_WHAT THIS EXERCISE ASKS:_
1. From the screenwriting text, list every word given as a synonym for "look" in its opening paragraph.
2. For each statement, answer yes or no on whether it agrees with the screenwriting text, and quote the text's deciding words. (a) Looking is a problem in itself. (b) Characters in love can stare at each other without trouble. (c) The author calls excessive back-and-forth looking The Wimbledon School of Staring.

Especially when your characters “look” at each other all the time in your scene description. Same goes for staring, gazing, glowering, eyeballing, scrutinising or any other synonym for the word “look”.

Until I starting script reading on a regular basis, I had no idea how much my characters “looked” at each other and how much of a problem this *can* become for the Reader. Now let me get this straight: “looking” is not a problem per se – until you do it all the time. It’s easy to fall into this trap. You want some actions, you want to render stuff as image, right? Looking is an action, nice one. Stick that in.

DON’T! If your characters do very little but look at stuff and/or each other, then frankly, it becomes a dull read. If a character is not what they say, but what they do, then an action is not a look but a real movement. What do you move when you look at someone or something? Your eyes. Hmmmm. Suddenly I’m thinking not only that’s pretty dull, but also problematic: a look after all is always open to interpretation; one man’s rage is another’s cool indifference, one woman’s sorrow is another’s resentment. Just HOW are we supposed to see this? If you can only read it actually on the page, does this not then mean you have committed the cardinal sin of sharing information with the Reader that is inaccessible to an audience? Go straight to jail & do not collect two hundred pounds, naughty screenwriter.

Of course “looks” can add to your writing. There are those “Oh Shit!” moments when characters’ eyes meet when something bad happens or they are visited with a moment of insight; used in the right context, this can work well. Equally, characters in love can stare at each other and get away with it because people in love DO actually stare at each other like sick puppies (also go straight to jail, boo). Just use this type of thing sparingly, so as to not affect their impact.

No, what I am referring to is what will be known forever as The Wimbledon School of Staring on this blog, when characters look at each other so much in the course of your scene description that it becomes a mad mess of looks, going back and forth like a tennis match with turgid action and highly directorial prose to boot. Something like this, in fact:

Jenny stares at her hands, won’t look at John.

JOHN: Look at me.

Jenny still won’t look up. John glowers at her, his face red with anger.

JOHN: Look at me!

_RECORDED DATA:_
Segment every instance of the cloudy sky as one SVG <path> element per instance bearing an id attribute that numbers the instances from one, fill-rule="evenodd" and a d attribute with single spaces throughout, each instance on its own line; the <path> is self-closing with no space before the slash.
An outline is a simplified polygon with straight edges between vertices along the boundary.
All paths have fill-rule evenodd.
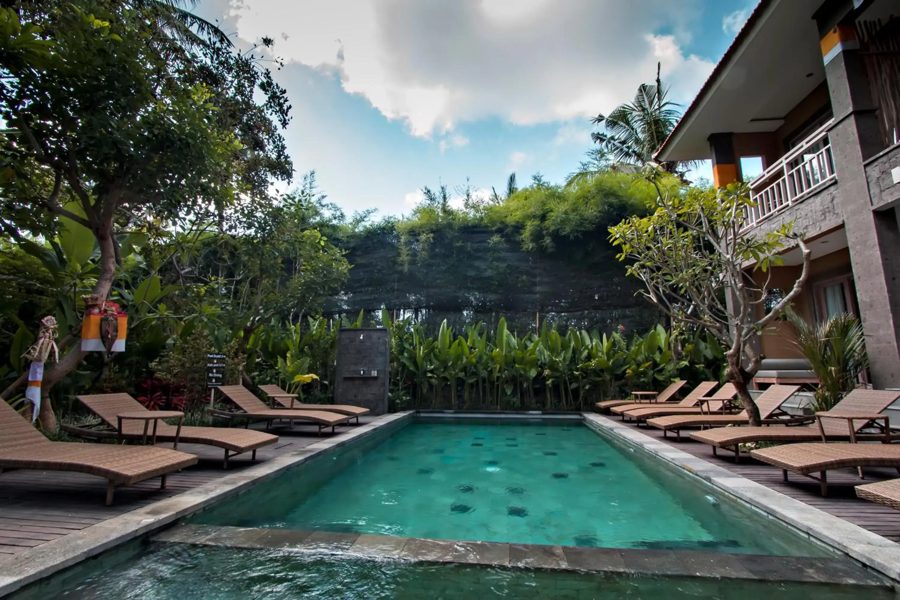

_THE RESULTS:_
1. staring, gazing, glowering, eyeballing, scrutinising

2.
(a) No: "“looking” is not a problem per se – until you do it all the time."
(b) Yes: "characters in love can stare at each other and get away with it"
(c) Yes: "what will be known forever as The Wimbledon School of Staring on this blog"